TASK INSTRUCTIONS
Pull out every line of the entries below that contains the word "headband", copying each one in full.

Entries pointing to named objects
■ ■ ■ ■ ■ ■ ■
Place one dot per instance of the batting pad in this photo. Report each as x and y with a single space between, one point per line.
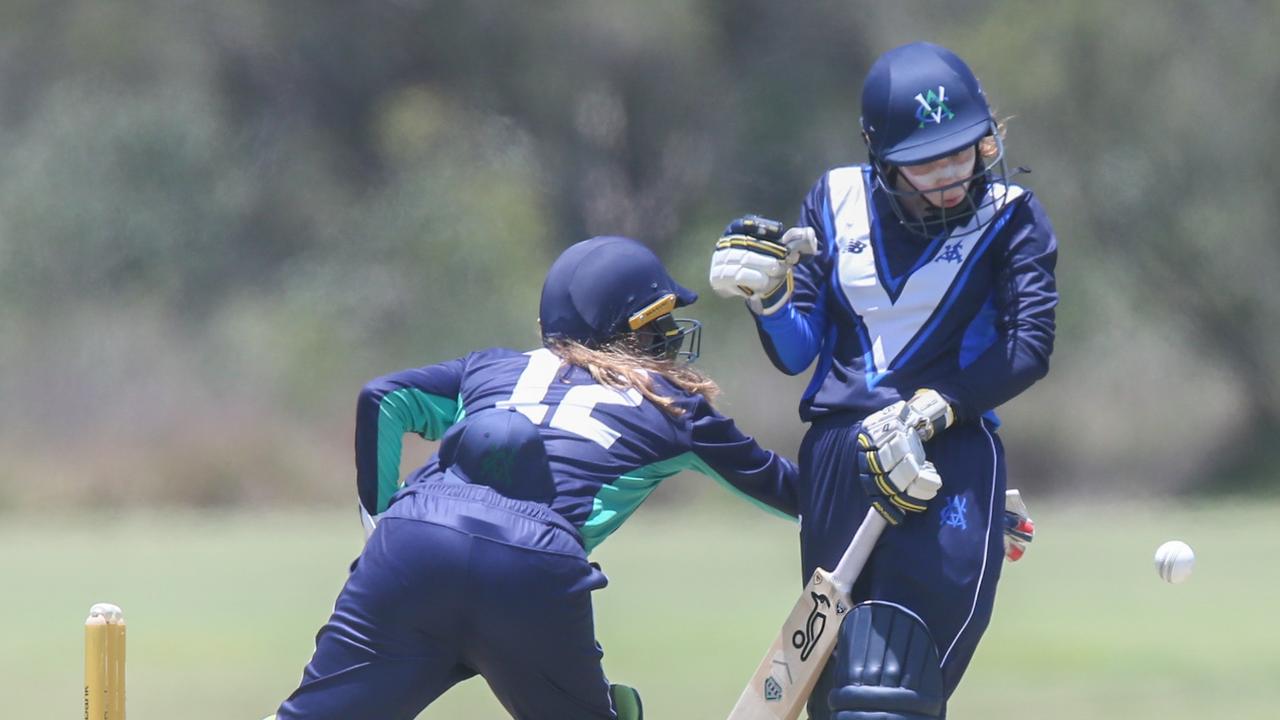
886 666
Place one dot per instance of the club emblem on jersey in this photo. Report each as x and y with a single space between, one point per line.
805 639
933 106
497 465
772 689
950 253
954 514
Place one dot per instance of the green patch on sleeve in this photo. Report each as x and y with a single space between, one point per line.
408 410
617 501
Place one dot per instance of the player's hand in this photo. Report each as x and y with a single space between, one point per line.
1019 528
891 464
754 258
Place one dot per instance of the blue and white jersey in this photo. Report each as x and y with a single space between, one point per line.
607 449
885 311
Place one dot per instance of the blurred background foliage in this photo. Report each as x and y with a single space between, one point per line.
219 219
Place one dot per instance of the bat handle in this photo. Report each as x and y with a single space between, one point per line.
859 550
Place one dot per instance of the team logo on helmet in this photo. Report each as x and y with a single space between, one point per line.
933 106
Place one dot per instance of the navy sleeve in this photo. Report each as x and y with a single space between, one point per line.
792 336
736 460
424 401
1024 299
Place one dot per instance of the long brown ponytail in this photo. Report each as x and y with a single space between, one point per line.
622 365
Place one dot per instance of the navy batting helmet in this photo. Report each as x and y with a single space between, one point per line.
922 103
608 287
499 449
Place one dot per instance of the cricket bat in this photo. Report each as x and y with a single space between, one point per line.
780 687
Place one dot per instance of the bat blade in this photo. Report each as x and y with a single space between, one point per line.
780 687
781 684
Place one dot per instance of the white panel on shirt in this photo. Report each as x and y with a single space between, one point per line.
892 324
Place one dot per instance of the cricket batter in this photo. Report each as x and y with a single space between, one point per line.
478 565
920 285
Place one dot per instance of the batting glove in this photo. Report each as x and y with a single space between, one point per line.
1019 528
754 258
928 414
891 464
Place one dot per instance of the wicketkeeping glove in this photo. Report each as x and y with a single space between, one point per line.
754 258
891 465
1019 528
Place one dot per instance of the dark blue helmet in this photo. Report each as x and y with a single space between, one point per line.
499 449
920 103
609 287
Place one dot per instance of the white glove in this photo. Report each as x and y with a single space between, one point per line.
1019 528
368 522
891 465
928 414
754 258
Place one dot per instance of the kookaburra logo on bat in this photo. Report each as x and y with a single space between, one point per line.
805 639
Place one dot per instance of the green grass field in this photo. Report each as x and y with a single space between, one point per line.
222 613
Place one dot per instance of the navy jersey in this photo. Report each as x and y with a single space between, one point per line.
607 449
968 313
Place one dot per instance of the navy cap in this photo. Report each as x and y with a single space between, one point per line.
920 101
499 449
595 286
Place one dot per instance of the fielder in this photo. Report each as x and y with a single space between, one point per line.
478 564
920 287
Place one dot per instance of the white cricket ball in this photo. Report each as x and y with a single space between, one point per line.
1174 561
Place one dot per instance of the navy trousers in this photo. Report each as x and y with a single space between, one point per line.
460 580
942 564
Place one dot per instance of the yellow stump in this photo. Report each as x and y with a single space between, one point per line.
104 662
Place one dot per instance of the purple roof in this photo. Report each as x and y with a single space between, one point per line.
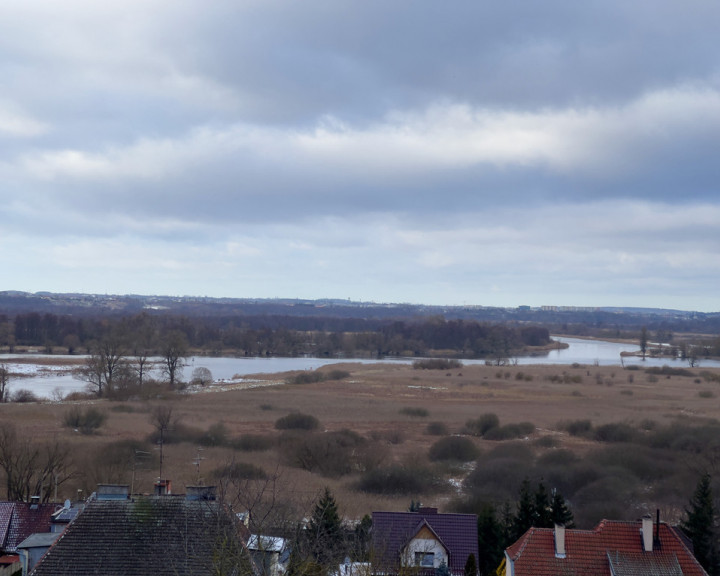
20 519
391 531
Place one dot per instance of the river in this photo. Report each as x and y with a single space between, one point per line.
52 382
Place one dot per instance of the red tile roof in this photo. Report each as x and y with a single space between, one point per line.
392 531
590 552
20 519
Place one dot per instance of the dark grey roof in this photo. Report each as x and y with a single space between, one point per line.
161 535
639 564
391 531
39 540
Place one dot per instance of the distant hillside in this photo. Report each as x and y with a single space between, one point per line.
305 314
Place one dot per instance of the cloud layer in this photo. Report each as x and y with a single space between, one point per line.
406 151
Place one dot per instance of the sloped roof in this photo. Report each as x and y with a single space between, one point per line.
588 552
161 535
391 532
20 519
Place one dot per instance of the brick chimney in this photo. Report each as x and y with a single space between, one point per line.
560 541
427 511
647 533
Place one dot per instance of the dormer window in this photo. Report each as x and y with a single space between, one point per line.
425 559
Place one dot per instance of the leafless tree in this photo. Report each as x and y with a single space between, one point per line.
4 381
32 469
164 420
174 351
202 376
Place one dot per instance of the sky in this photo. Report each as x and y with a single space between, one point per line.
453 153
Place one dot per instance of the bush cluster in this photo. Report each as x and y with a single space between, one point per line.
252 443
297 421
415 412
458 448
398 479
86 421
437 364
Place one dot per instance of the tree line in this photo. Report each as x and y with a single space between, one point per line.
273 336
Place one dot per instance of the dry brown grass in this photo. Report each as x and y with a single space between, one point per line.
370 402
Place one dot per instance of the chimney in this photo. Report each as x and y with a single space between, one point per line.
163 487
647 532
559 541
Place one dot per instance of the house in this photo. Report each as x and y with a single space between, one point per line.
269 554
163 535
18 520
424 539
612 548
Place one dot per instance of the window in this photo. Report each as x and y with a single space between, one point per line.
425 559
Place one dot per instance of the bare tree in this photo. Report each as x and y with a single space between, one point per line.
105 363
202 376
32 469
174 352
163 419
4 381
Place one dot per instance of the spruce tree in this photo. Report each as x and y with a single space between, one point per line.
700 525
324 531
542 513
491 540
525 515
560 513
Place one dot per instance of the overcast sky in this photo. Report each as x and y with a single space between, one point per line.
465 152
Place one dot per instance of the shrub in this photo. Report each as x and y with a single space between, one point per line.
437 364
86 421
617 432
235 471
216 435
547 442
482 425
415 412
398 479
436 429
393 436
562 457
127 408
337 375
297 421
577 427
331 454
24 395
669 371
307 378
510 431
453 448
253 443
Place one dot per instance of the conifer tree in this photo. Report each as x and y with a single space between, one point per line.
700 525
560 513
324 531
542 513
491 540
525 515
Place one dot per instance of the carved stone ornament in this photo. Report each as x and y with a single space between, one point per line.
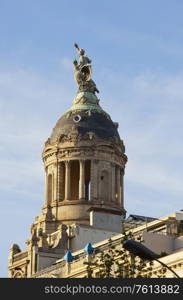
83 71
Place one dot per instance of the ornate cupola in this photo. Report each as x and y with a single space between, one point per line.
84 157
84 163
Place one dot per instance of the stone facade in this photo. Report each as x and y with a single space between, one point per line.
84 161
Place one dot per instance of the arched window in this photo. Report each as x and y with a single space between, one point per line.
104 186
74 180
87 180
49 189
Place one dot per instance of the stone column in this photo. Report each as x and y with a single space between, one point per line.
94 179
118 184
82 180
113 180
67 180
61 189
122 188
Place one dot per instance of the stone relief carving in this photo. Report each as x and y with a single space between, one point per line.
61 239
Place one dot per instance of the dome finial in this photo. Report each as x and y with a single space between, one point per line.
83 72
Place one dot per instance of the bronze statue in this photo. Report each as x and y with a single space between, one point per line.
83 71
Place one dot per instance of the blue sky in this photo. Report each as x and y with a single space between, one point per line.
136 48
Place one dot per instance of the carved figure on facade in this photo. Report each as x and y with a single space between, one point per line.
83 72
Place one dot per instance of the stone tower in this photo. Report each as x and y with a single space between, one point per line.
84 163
■ ■ ■ ■ ■ ■ ■
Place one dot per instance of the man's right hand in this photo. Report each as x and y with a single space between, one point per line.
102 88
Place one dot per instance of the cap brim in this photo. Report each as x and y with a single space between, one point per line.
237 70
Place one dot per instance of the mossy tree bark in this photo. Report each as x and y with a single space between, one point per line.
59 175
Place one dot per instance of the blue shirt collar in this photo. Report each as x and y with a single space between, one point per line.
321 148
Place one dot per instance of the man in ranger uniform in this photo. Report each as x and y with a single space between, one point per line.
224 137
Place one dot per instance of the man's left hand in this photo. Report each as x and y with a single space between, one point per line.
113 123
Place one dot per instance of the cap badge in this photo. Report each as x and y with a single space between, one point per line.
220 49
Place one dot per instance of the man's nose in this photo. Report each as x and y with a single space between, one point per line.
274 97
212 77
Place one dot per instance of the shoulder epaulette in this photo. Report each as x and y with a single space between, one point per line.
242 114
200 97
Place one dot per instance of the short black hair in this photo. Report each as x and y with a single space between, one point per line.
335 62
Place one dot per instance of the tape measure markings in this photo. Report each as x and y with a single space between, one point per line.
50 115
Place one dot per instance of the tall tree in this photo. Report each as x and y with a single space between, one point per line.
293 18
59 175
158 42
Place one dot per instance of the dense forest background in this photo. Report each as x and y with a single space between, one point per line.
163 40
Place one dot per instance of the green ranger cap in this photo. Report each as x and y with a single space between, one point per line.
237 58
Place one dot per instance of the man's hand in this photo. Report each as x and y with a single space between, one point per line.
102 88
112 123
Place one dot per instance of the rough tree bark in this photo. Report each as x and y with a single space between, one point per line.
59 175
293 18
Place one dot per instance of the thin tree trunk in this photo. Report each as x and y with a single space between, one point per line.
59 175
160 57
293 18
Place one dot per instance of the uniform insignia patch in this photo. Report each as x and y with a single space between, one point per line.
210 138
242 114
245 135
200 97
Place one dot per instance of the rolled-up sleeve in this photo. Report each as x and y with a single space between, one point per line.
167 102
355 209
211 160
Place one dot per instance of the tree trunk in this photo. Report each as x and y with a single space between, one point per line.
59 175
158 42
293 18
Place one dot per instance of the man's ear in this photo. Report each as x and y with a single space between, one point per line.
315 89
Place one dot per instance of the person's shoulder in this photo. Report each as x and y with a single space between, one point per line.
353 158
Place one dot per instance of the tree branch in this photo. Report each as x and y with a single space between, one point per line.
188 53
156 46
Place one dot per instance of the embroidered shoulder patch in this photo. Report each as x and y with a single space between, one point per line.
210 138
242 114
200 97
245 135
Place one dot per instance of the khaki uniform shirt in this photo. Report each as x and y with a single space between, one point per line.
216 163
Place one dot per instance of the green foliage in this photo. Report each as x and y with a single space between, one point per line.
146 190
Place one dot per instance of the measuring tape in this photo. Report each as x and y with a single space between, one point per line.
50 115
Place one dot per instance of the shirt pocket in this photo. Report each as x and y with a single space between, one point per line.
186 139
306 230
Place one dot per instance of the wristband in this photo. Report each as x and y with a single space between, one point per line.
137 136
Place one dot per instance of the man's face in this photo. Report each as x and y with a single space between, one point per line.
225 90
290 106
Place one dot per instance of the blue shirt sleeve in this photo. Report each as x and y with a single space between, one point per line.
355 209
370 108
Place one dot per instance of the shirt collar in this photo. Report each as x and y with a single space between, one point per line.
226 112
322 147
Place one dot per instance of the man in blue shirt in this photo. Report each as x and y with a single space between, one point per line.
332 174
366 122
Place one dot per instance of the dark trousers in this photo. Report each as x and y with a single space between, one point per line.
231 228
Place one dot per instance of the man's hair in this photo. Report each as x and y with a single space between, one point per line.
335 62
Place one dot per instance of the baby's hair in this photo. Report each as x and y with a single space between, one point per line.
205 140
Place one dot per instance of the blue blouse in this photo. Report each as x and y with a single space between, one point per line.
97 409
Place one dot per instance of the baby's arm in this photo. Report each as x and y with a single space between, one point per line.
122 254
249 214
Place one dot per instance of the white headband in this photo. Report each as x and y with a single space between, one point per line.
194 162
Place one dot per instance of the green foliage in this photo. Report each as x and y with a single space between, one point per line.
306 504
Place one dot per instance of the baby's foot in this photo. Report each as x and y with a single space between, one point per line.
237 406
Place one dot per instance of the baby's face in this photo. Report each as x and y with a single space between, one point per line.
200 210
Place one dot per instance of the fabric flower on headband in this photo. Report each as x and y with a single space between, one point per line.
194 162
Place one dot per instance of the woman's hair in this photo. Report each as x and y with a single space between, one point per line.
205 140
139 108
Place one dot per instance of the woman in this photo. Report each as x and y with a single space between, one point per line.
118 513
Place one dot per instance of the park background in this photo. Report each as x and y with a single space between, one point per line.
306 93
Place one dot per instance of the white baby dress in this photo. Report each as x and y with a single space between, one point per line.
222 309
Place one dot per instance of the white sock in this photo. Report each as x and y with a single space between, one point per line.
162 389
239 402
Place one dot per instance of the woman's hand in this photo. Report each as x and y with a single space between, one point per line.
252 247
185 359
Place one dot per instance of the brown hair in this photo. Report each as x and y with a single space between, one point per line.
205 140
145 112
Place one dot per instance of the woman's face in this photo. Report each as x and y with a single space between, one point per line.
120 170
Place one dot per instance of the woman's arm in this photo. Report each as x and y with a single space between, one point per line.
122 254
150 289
■ ■ ■ ■ ■ ■ ■
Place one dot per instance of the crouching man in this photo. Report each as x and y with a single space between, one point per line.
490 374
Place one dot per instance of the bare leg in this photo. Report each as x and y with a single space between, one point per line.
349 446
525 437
■ ■ ■ ■ ■ ■ ■
THE RESULT
Place one dot per instance of the white headband in this photo. Report each as x and y with a single space between, one point per line.
Place one dot per instance of the fabric flower on headband in this photo. Report each as x and y with a single space between, one point per line.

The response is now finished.